> Trecho fornecido:
______

O título do Crux é um pouquinho apelativo quando fala de “um toque de rock and roll” – tanto que essa expressão não aparece na reportagem do veículo oficial do Vaticano. O que Carlo Carbone, responsável pelo novo sistema, explica é que agora o som é distribuído dentro da Basílica de São Pedro de forma semelhante à de shows de rock, com um delay mínimo à medida que os alto-falantes se distanciam do altar. A intenção é recuperar a centralidade do altar como a “fonte do som” na liturgia, assim como o palco onde uma banda se apresenta é a fonte do som no show de rock.
“Recuperar a centralidade do altar” é coisa boa, certo? Certíssimo! Mas veja como a explicação de Carbone, que aparece apenas no Crux e não no Vatican Media, é uma descrição de como a liturgia católica foi sendo gradualmente empobrecida. Quando a liturgia era majoritariamente cantada, a própria arquitetura das igrejas já resolvia o problema da distribuição do som. “O canto gregoriano é inteligível em todos os pontos de uma igreja”, diz ele. Mas aí, “com a mudança para uma liturgia recitada, a alternância de notas se tornou mais veloz e esse tipo de reverberação cria confusão”. A coisa só piorou com a instalação de sistemas em que o som saía simultaneamente em todos os pontos da igreja, algo que se está tentando corrigir agora em São Pedro.

______

> Lista de entradas:
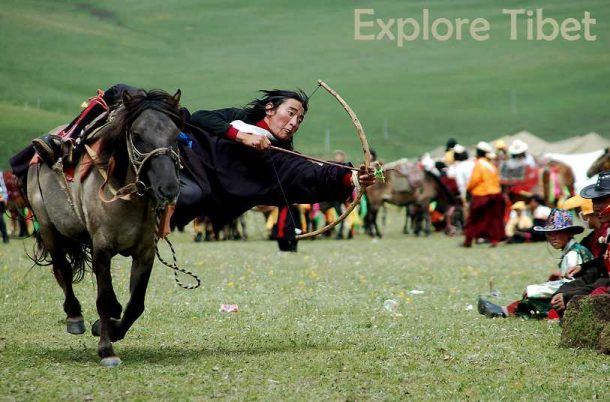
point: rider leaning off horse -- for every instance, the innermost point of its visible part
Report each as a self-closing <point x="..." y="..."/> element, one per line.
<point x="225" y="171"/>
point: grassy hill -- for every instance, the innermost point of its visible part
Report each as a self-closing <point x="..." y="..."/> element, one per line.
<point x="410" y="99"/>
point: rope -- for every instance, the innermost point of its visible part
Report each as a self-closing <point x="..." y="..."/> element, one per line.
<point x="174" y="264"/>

______

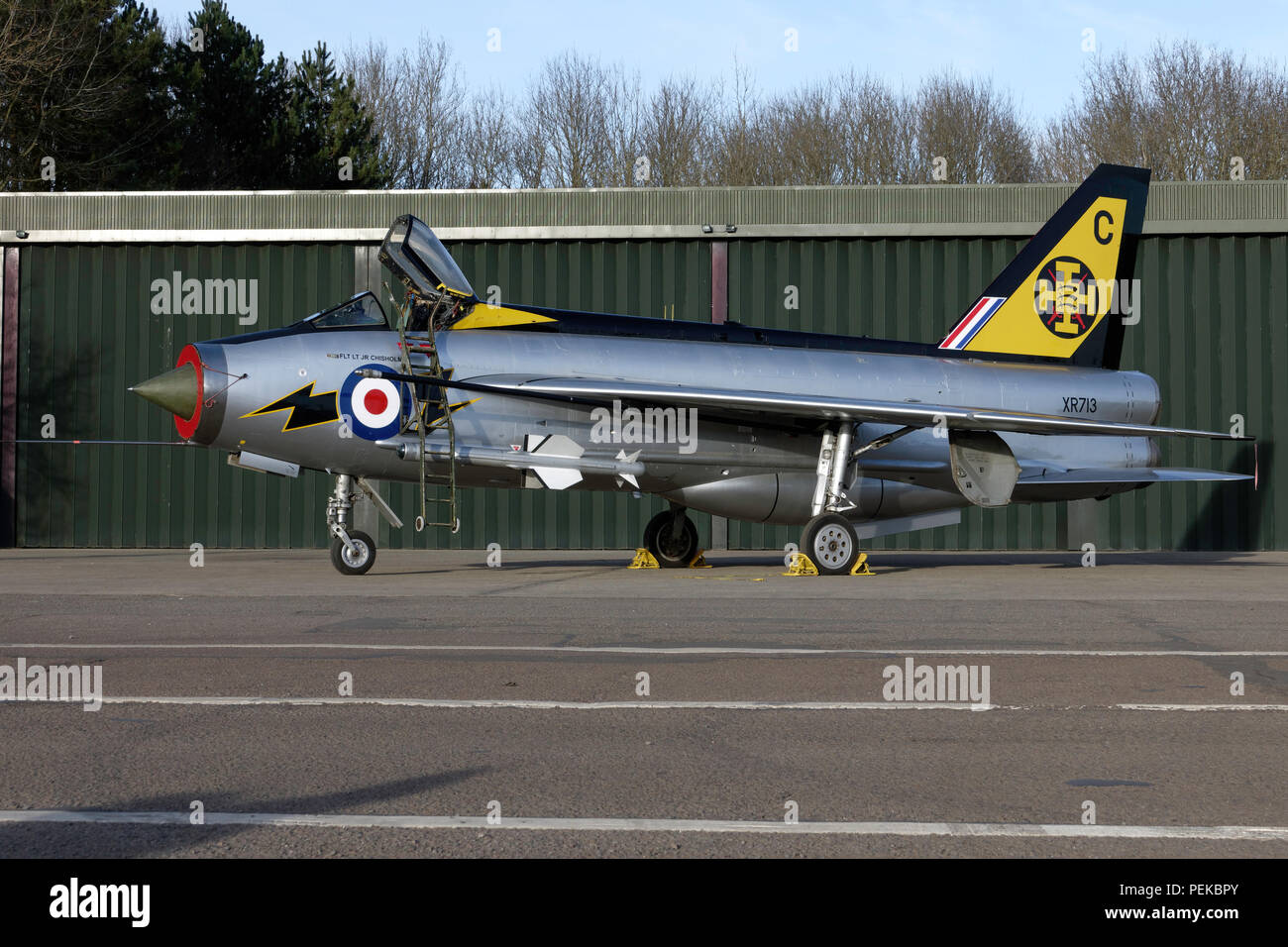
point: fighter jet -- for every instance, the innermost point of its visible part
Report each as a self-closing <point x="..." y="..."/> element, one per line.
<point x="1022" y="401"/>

______

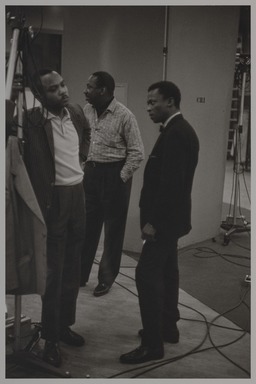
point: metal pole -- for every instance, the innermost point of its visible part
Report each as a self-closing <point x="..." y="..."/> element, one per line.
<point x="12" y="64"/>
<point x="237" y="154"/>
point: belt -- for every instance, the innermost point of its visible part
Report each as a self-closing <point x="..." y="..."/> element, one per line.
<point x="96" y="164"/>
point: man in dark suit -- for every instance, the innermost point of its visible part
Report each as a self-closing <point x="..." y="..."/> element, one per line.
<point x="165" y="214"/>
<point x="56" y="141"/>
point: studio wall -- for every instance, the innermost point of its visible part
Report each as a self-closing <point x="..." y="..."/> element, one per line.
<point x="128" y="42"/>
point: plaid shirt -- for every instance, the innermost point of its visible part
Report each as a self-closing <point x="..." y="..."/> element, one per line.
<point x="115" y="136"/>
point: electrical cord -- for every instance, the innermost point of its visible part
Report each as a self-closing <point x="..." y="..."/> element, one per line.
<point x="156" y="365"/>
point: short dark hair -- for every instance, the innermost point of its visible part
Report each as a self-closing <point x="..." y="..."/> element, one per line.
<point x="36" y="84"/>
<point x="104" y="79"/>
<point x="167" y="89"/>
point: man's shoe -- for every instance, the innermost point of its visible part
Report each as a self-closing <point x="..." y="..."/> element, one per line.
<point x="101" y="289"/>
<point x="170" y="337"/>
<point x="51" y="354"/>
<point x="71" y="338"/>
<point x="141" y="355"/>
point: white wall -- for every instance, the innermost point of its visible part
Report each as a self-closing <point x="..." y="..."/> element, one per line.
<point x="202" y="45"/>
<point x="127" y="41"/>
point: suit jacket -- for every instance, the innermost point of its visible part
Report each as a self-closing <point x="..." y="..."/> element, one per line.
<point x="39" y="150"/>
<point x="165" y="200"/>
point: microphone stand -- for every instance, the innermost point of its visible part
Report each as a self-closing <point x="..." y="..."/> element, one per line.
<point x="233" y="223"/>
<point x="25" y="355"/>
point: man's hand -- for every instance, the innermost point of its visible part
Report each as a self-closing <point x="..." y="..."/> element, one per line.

______

> Enunciado das tarefas:
• 1. De acordo com o trecho fornecido, quem é o responsável pelo novo sistema de som da Basílica de São Pedro?
• 2. Informe, copiando-as integralmente, todas as linhas das entradas em que aparece a palavra "suit".

> Respostas em ordem:
• 1. Carlo Carbone.

• 2.
point: man in dark suit -- for every instance, the innermost point of its visible part
point: suit jacket -- for every instance, the innermost point of its visible part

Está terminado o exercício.